● **WHAT YOU NEED TO DO**
Copy out each of the lines below word for word, and leave the pictures out of your answer.
[begin SUPPLIED RECORDS]
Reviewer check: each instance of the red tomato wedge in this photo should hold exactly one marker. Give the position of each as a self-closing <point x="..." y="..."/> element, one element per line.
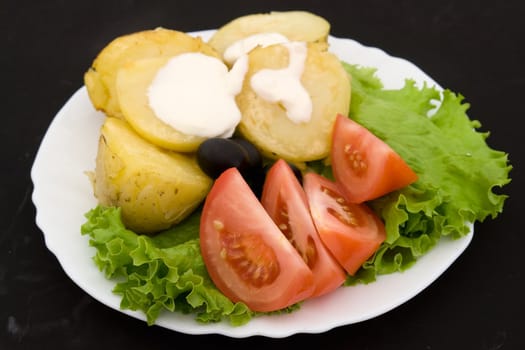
<point x="364" y="166"/>
<point x="246" y="255"/>
<point x="284" y="199"/>
<point x="351" y="231"/>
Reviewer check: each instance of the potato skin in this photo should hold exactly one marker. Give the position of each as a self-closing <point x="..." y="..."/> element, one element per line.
<point x="295" y="25"/>
<point x="155" y="188"/>
<point x="267" y="125"/>
<point x="100" y="77"/>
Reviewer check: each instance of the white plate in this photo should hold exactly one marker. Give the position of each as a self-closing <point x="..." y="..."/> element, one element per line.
[end SUPPLIED RECORDS]
● **THE OUTPUT**
Reviewer check: each instance of the red tomato wedge in this photo should hold exactly one marker. Give the position of each as a self-closing <point x="..." y="..."/> element, one element per line.
<point x="364" y="166"/>
<point x="246" y="255"/>
<point x="284" y="199"/>
<point x="351" y="231"/>
Reviewer check: each instance of the potato skin in this photo should hold exactly one marker. Give the position of each as a self-closing <point x="..." y="..."/> element, one element per line.
<point x="295" y="25"/>
<point x="155" y="188"/>
<point x="267" y="125"/>
<point x="100" y="77"/>
Reviewer check: each instance of the white plate in this photo should hold exactly one marker. Give the position of each as a self-closing <point x="..." y="..."/> element, one element per line.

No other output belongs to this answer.